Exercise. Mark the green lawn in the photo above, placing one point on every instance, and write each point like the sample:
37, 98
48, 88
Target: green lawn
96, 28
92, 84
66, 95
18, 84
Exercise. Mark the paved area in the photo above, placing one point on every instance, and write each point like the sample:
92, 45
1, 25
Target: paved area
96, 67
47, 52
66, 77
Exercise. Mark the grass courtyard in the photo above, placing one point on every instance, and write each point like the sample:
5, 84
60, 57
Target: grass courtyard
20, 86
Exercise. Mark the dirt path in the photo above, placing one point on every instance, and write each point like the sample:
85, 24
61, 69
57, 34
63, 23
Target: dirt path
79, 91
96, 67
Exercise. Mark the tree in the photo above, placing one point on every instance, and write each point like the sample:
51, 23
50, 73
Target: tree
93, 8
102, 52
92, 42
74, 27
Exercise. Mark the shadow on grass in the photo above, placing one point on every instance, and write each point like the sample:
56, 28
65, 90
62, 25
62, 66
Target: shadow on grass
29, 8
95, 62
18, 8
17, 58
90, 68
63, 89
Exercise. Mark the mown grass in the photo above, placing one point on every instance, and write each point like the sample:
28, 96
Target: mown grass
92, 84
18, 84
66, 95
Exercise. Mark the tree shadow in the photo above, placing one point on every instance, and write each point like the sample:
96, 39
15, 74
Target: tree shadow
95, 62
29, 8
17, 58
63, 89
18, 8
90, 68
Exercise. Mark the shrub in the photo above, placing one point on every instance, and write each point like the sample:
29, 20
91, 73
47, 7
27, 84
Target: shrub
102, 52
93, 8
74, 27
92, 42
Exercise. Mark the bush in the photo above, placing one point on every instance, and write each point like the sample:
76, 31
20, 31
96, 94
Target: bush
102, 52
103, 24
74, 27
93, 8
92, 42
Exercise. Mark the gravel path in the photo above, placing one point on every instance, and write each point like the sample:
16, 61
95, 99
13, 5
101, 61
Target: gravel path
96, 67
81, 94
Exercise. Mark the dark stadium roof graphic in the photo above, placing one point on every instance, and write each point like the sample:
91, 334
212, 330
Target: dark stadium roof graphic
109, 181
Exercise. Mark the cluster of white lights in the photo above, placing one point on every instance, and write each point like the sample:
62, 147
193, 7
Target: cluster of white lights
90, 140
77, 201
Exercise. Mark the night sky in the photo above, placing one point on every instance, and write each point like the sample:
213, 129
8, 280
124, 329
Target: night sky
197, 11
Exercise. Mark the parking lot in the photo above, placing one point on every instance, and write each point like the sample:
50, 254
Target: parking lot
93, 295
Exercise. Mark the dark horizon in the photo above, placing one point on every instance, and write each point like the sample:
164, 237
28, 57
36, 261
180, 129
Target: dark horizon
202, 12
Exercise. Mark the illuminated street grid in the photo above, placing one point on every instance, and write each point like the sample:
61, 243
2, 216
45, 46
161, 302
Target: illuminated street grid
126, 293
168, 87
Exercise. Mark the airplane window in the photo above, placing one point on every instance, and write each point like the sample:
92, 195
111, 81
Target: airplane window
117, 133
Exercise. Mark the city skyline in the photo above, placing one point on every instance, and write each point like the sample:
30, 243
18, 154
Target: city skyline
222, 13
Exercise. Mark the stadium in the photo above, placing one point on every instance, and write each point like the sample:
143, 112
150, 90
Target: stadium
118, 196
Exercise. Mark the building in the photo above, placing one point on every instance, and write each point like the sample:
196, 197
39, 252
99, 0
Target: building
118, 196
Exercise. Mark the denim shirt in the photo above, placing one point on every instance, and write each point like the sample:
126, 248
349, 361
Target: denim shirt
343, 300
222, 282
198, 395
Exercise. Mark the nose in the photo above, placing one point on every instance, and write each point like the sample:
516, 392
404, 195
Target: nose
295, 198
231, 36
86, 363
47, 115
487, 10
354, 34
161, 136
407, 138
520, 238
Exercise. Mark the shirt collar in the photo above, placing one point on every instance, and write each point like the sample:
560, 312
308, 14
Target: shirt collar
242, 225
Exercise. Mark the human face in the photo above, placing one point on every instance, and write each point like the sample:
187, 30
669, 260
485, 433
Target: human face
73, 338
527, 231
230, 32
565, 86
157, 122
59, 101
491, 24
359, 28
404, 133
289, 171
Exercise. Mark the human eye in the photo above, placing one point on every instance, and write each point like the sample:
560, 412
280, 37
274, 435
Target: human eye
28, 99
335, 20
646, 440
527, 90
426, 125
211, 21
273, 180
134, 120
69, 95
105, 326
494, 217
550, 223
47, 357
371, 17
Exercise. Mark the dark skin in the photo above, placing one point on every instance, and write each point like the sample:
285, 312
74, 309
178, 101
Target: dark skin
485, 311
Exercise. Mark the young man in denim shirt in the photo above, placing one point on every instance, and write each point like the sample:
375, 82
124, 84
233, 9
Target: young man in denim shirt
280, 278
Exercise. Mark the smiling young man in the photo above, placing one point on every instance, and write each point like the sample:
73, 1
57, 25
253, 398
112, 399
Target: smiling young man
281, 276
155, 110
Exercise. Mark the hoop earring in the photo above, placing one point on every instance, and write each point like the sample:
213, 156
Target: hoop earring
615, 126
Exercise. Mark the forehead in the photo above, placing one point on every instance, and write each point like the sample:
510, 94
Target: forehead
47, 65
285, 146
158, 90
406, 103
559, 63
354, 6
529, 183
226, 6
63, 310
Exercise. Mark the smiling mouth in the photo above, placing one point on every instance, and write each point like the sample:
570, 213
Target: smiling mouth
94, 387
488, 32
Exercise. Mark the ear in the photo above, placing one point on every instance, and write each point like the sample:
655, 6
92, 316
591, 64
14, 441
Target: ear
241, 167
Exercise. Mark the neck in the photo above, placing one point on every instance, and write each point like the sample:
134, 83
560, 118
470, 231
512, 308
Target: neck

----------

From the records above, pull every line that carries the word "neck".

▶ [Response box]:
Exercise. Mark the neck in the photo above, placing one point on every instance, and write each point like the sample:
Target: neck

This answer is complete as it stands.